Текст для чтения:
Африка — страница 6 из 45

Садимся в лодку и переправляемся в город. Большая разница между французской и английской колониями видна уже на первом шагу. Вместо демократического французского в колониальном англичанине есть нечто феодальное и рыцарское. Они и неграм не позволяют даже случайно пародировать европейцев и облачают их в элегантную униформу, которая вызывает уважение совершенством покроя. В униформе – больничные санитары, садовники, полицейские, почтальоны и т. п. Остальные удовлетворяются тем, что завязывают на бёдрах платки и втискивают горло в европейский воротничок, шик которого в том, что он удобен, не застёгнут и может свободно вертеться на шее.

Повсюду плакаты, приглашающие на конференции по борьбе с жёлтой лихорадкой, малярией, туберкулёзом, алкоголизмом, аморальностью и т. д. Кафе с широкими барными стойками, ледяными напитками, а рядом с ними сирийские и индийские лавки. Парк, огромный фонтан, бассейн. В туземном районе мне показывают деревянный домишко, вокруг которого растут пять деревьев: шоколадное, банановое, хлебное, кокосовое и ещё одно, на котором много дивных красных цветов. Между деревьями сахарный тростник. «И вы удивляетесь тому, – говорят мне, – что негры так веселы. Э, им и пальцем шевельнуть не нужно, чтобы помочь всему этому вырасти, ветки деревьев дают хлеб, шоколад, сахар, молоко, фрукты, а цветы – пищу для глаз!»

Упражнение:
Скопируйте дословно отрывок текста об Африке от слов «Африка — страница» до слов «вертеться на шее.» включительно. Записи взяты из другого источника.

Исходные данные:
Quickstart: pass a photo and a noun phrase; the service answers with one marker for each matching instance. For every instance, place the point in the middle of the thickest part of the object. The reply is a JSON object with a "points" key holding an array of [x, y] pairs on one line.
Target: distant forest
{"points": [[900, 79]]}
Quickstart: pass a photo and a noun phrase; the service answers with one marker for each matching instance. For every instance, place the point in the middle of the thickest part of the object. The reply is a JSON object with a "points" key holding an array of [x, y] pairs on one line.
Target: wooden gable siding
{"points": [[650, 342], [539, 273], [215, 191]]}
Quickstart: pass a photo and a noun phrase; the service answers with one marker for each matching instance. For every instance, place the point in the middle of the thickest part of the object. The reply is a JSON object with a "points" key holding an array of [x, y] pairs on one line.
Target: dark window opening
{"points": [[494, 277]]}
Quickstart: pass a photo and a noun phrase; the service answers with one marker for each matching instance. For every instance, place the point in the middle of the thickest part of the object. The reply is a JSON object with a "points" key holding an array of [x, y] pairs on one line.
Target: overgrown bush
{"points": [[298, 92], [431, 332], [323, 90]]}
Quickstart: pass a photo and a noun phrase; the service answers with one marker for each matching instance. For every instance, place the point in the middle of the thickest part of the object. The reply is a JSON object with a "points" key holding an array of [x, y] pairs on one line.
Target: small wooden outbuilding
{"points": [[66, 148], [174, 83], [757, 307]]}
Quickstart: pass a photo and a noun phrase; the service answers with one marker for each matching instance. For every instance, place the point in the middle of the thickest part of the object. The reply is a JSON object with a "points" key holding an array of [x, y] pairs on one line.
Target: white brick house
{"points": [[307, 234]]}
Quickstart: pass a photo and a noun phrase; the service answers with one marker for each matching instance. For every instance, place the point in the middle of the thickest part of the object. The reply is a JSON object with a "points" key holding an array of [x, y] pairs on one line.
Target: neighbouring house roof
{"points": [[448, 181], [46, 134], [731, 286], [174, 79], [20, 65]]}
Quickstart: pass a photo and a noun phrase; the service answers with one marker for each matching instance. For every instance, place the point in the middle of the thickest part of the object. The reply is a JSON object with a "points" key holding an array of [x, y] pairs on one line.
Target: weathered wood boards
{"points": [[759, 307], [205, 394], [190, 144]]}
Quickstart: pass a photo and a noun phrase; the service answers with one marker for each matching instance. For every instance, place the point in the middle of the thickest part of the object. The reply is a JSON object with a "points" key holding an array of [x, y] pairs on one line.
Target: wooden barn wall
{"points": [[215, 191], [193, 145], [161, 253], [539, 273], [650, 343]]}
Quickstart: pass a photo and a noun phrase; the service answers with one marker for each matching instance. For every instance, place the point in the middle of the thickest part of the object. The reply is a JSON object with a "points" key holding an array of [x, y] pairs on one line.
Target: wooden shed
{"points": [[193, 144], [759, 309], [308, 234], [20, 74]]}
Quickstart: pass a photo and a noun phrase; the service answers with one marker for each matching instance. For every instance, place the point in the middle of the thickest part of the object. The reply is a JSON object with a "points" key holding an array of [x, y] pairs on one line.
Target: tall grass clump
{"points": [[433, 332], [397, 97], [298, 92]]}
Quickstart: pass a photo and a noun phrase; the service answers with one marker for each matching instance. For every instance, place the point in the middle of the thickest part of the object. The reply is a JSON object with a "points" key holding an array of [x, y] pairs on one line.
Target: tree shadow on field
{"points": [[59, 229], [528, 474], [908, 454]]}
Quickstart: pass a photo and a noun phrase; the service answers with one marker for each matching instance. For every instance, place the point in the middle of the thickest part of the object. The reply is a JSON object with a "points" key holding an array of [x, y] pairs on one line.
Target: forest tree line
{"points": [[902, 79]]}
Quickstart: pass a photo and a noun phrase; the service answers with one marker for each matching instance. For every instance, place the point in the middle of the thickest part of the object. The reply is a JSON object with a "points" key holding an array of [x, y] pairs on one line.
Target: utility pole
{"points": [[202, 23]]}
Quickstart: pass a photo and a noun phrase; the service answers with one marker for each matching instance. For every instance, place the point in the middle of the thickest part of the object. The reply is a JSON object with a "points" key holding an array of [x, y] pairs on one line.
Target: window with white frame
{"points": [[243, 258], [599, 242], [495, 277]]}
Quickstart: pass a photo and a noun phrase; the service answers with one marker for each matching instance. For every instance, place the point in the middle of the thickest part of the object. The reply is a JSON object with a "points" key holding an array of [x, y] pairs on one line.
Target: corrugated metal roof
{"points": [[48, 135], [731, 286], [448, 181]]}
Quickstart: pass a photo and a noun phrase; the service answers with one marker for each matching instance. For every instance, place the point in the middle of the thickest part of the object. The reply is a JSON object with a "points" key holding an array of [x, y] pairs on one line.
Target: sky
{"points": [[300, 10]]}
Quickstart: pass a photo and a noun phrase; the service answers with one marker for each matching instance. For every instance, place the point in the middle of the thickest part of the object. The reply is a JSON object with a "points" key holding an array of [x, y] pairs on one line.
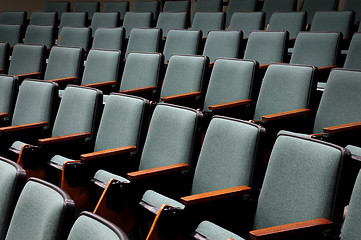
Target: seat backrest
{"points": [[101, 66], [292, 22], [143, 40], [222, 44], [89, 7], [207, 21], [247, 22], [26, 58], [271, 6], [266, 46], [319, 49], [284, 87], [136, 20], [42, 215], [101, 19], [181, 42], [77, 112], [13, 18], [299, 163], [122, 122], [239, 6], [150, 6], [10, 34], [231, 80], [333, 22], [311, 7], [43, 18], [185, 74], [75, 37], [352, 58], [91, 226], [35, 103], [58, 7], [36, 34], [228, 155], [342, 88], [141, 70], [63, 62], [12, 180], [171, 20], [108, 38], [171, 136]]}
* * *
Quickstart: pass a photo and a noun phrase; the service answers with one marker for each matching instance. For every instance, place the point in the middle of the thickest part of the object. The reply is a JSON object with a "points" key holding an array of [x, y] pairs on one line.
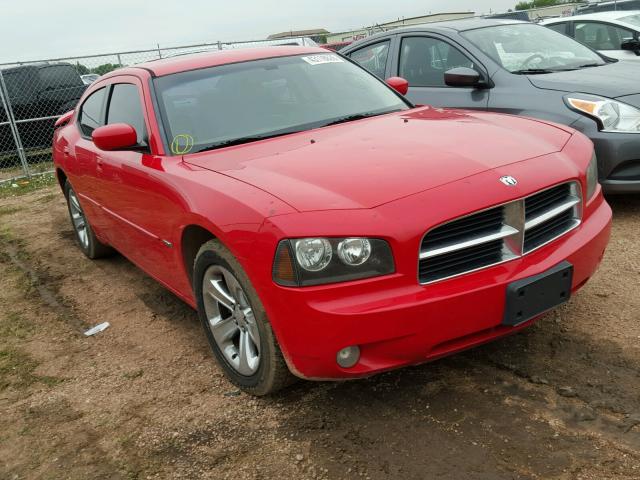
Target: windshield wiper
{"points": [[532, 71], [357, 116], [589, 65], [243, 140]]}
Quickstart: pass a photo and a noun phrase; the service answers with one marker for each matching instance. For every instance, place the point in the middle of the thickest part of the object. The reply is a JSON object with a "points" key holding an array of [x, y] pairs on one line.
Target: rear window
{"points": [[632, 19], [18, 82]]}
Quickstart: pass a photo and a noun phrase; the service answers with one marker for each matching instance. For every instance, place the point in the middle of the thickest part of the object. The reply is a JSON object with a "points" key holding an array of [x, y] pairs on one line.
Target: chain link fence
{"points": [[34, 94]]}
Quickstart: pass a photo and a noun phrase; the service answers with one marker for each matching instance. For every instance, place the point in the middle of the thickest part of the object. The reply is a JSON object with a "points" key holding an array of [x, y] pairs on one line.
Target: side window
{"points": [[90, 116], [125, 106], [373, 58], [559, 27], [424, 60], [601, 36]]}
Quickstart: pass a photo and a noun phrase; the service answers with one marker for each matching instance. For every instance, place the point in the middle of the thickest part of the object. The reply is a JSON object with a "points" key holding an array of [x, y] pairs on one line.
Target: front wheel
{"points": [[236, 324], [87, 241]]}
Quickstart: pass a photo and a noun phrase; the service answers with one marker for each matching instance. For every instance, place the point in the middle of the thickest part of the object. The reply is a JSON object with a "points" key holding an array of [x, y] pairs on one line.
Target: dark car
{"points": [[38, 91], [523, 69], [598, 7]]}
---
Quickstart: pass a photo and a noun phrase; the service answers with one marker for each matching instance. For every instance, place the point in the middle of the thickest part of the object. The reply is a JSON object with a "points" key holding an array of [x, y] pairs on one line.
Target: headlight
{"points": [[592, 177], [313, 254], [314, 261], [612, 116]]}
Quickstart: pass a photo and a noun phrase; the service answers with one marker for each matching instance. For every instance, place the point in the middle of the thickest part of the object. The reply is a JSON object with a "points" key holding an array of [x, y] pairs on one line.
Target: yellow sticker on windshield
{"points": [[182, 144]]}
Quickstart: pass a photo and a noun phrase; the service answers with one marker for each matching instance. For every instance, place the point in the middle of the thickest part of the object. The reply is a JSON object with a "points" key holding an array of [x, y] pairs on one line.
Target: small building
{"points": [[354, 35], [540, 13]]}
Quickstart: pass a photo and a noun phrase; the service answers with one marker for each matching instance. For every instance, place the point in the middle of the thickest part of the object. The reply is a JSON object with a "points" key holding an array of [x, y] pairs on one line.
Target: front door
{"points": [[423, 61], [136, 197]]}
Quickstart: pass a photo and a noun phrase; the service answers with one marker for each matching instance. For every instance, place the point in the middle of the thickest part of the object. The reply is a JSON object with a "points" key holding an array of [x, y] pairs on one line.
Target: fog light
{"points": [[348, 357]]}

Решение упражнения:
Африка — страница 6 из 45

Садимся в лодку и переправляемся в город. Большая разница между французской и английской колониями видна уже на первом шагу. Вместо демократического французского в колониальном англичанине есть нечто феодальное и рыцарское. Они и неграм не позволяют даже случайно пародировать европейцев и облачают их в элегантную униформу, которая вызывает уважение совершенством покроя. В униформе – больничные санитары, садовники, полицейские, почтальоны и т. п. Остальные удовлетворяются тем, что завязывают на бёдрах платки и втискивают горло в европейский воротничок, шик которого в том, что он удобен, не застёгнут и может свободно вертеться на шее.